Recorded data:
>> BEGIN

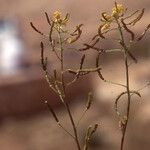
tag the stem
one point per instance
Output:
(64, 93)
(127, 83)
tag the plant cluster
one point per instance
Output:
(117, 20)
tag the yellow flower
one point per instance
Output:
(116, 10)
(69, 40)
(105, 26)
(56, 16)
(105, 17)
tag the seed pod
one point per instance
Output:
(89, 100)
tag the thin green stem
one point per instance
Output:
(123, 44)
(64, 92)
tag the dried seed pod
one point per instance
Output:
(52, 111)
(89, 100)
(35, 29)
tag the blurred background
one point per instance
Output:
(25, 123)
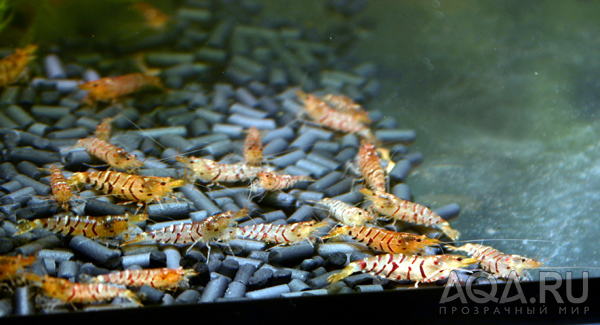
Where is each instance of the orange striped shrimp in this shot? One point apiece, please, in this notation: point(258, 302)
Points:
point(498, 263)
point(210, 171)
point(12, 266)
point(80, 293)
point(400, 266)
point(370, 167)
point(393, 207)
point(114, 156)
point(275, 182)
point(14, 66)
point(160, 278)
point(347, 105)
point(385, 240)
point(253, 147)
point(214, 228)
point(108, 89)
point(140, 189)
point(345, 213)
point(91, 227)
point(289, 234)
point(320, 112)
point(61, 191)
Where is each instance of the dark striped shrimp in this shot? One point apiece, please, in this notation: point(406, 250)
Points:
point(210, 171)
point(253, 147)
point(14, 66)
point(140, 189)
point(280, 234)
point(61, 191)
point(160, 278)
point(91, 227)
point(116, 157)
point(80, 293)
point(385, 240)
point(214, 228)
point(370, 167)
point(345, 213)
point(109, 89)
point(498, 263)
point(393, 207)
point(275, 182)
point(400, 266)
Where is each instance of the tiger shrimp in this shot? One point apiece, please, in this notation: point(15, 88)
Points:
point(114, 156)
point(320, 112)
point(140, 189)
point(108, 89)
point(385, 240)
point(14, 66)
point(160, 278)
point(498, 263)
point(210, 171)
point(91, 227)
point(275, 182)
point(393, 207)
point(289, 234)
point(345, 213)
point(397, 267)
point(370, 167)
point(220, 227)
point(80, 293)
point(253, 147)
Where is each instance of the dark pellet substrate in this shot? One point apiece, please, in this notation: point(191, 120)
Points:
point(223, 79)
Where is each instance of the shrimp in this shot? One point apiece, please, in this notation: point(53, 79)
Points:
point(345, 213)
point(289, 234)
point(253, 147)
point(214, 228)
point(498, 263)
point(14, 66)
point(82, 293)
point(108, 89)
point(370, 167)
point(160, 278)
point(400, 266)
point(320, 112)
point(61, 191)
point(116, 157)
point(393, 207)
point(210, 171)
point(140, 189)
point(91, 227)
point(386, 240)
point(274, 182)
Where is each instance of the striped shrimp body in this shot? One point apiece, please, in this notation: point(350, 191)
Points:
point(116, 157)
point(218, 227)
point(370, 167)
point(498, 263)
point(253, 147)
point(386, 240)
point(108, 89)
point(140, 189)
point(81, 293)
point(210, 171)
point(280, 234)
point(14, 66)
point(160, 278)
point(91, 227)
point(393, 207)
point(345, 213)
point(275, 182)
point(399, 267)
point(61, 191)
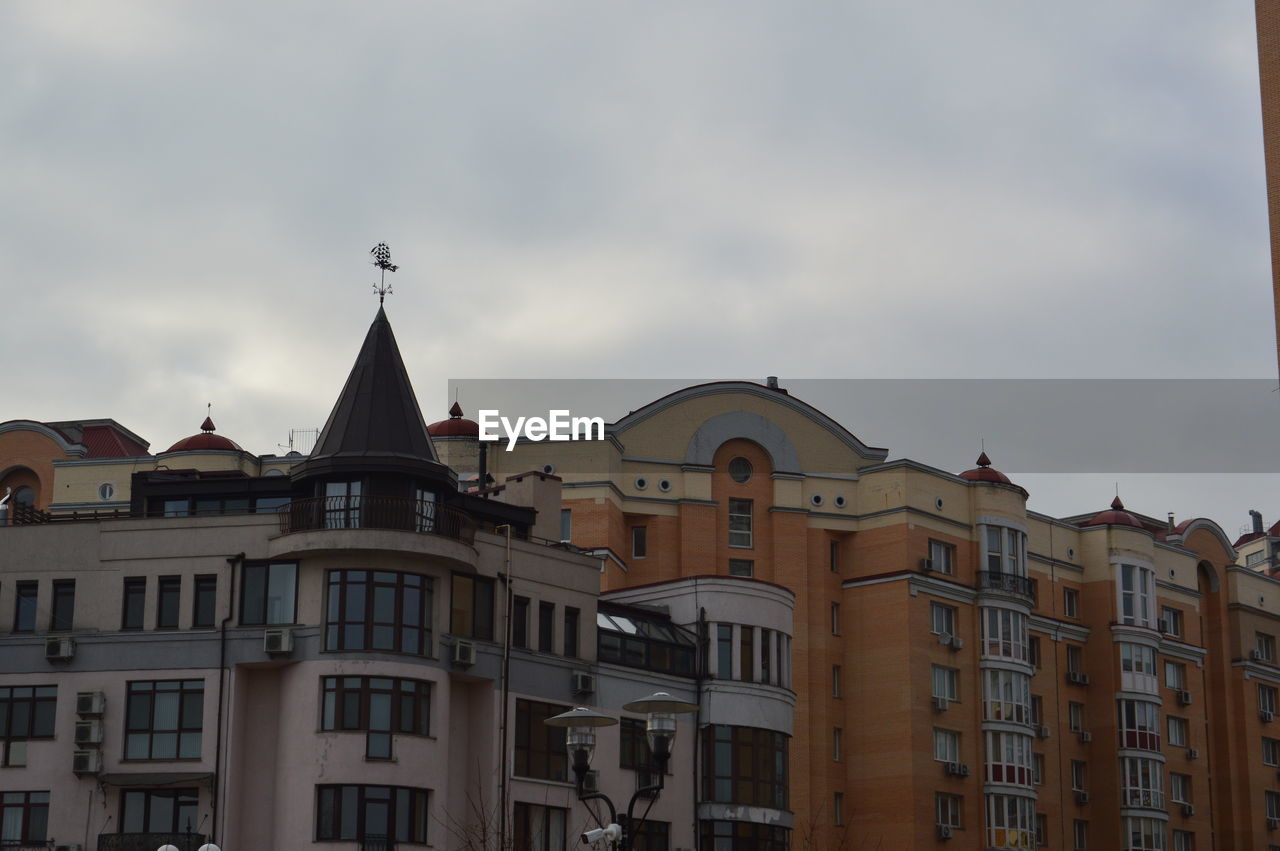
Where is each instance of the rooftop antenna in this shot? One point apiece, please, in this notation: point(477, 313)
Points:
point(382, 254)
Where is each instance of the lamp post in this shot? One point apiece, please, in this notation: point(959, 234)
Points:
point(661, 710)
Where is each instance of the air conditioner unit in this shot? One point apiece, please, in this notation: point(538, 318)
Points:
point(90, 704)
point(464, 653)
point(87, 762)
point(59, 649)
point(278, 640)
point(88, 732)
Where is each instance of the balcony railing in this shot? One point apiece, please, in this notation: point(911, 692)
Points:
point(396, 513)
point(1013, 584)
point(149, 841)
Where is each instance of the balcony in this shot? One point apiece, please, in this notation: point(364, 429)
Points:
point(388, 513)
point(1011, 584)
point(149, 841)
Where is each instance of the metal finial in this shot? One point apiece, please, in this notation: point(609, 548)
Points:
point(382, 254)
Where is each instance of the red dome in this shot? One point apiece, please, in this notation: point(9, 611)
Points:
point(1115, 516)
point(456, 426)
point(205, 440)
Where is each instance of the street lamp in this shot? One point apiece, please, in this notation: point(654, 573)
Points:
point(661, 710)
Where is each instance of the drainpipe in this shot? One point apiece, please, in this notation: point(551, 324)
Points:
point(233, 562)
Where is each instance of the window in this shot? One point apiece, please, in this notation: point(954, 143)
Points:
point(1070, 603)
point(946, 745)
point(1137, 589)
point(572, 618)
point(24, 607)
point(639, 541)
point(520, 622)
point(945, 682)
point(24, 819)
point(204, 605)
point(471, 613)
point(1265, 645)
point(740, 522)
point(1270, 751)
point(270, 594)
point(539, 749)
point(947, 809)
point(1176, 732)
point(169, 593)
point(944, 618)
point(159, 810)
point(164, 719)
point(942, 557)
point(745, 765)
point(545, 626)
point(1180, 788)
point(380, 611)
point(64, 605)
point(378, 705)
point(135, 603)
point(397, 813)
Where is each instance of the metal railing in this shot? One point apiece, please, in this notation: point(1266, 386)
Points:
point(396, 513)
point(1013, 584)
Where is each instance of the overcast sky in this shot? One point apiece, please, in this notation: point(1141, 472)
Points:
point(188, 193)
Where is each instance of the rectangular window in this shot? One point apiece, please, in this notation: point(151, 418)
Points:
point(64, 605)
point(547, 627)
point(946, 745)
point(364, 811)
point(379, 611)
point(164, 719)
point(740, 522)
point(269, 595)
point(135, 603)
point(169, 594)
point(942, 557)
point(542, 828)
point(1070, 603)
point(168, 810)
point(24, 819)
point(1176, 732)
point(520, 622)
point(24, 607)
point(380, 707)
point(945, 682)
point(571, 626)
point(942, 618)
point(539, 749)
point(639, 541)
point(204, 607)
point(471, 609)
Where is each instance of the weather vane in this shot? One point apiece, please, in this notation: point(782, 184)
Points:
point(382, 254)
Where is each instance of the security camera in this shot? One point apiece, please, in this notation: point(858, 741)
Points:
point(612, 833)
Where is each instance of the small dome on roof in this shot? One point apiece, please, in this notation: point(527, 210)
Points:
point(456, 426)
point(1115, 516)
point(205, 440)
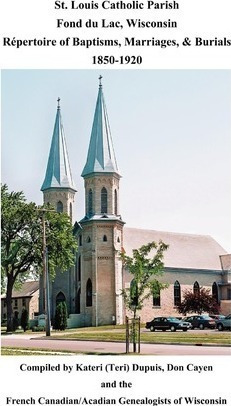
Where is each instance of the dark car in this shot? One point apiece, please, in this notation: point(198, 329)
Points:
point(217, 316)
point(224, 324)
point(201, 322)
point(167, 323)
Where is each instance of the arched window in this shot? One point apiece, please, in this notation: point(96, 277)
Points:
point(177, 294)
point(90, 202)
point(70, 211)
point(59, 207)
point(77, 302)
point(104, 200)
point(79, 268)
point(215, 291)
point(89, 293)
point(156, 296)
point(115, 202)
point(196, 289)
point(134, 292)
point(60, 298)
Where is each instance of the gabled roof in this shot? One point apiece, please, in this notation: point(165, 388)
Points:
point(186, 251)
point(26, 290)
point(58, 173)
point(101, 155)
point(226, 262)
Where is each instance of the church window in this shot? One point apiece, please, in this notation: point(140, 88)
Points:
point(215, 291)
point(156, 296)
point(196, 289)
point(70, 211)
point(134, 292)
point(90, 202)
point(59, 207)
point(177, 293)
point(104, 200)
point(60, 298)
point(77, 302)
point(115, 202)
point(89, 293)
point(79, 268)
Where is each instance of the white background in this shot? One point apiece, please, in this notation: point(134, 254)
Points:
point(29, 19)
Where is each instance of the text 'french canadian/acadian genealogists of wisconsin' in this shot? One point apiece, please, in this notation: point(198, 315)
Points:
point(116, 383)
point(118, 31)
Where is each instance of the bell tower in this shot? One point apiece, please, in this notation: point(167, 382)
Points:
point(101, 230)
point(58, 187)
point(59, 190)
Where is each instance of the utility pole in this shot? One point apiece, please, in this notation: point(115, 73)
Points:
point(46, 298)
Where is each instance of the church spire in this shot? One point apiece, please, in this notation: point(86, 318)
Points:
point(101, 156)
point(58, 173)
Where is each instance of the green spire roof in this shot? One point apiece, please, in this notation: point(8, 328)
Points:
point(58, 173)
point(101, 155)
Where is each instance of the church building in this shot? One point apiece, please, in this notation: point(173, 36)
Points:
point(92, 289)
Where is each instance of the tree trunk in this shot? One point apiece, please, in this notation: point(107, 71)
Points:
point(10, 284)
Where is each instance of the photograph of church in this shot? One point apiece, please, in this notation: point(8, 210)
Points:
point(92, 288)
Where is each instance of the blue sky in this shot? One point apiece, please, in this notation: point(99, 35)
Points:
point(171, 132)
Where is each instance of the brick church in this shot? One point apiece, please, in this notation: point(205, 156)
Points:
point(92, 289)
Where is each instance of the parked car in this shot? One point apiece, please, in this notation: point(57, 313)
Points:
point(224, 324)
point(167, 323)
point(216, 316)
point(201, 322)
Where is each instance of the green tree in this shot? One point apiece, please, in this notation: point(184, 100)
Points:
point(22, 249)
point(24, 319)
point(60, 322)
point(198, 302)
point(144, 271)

>> END
>> BEGIN

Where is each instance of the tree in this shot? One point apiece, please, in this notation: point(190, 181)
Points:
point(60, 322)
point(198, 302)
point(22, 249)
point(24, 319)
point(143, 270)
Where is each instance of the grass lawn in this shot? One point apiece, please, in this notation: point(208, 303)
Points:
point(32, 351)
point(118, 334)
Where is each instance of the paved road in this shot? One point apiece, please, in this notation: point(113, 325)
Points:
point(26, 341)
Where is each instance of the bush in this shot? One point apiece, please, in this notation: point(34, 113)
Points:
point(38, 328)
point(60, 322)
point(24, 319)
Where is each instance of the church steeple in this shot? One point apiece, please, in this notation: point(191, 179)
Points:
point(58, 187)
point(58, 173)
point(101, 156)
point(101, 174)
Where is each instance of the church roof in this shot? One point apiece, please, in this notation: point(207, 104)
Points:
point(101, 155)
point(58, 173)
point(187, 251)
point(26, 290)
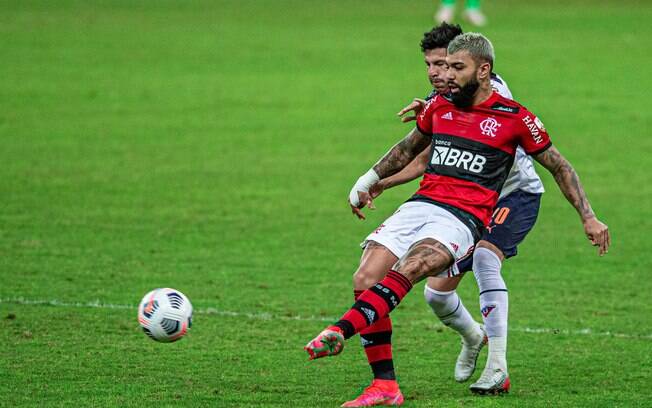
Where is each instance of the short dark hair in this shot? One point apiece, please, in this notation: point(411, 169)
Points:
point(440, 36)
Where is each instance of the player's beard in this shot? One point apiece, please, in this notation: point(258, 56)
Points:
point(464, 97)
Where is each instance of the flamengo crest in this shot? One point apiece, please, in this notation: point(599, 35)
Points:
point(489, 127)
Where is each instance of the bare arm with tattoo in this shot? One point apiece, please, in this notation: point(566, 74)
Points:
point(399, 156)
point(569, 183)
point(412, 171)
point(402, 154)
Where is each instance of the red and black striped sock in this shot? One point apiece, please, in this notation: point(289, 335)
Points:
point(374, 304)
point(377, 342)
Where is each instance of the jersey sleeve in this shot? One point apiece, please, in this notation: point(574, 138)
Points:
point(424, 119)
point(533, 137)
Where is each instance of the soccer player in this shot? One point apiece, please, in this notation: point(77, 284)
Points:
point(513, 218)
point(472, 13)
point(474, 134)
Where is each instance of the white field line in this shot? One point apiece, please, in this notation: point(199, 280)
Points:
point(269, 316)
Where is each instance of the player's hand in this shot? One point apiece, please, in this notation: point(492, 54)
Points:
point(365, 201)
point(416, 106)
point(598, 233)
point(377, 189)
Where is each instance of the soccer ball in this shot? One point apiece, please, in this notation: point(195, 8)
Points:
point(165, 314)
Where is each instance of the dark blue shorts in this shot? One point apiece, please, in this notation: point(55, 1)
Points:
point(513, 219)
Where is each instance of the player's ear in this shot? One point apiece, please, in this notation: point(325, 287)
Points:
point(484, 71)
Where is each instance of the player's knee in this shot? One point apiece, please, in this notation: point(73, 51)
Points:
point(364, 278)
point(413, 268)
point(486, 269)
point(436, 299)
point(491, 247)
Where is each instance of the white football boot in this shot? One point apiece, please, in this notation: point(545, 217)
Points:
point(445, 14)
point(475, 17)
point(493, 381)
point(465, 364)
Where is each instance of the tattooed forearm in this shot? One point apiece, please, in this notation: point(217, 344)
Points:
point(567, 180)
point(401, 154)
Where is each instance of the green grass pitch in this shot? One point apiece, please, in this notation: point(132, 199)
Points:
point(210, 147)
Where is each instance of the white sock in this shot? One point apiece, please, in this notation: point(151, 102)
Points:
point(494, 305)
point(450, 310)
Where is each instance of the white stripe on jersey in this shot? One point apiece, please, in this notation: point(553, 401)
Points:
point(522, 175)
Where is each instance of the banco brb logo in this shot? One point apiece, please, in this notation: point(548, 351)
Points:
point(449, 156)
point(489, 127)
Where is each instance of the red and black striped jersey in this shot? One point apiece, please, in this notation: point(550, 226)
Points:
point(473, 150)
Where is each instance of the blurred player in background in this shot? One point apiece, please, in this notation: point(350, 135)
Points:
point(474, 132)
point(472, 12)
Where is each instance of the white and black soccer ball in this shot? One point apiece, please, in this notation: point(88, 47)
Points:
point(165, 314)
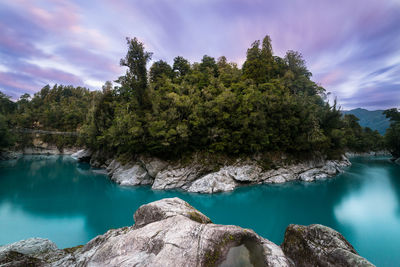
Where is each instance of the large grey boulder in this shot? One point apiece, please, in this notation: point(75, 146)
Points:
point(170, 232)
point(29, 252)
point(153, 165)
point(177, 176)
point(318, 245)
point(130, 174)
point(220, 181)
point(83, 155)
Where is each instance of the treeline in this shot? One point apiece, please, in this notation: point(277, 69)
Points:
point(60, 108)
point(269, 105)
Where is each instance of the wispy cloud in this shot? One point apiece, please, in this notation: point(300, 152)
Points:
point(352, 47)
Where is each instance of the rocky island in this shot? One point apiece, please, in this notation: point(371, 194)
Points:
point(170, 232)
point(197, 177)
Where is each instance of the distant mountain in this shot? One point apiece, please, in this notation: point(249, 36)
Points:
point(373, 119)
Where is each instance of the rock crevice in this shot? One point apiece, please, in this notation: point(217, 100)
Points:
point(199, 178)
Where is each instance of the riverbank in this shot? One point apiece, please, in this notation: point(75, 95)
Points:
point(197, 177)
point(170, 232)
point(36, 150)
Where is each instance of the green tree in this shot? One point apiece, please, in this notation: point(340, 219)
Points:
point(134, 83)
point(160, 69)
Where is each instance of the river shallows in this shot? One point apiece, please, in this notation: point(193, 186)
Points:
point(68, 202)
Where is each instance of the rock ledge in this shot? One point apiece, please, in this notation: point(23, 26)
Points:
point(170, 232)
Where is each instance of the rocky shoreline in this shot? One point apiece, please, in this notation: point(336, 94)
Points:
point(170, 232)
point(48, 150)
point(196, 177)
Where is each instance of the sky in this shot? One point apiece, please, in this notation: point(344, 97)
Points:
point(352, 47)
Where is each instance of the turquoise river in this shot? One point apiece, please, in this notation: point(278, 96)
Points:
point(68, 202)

>> END

Copy the lines of the listing above, from the line containing "notation: point(184, 100)" through the line containing "point(144, 271)", with both of those lines included.

Where is each instance of the green tree in this shot? One point apiece, please, in this notation: point(184, 100)
Points:
point(22, 249)
point(24, 319)
point(60, 322)
point(198, 302)
point(144, 271)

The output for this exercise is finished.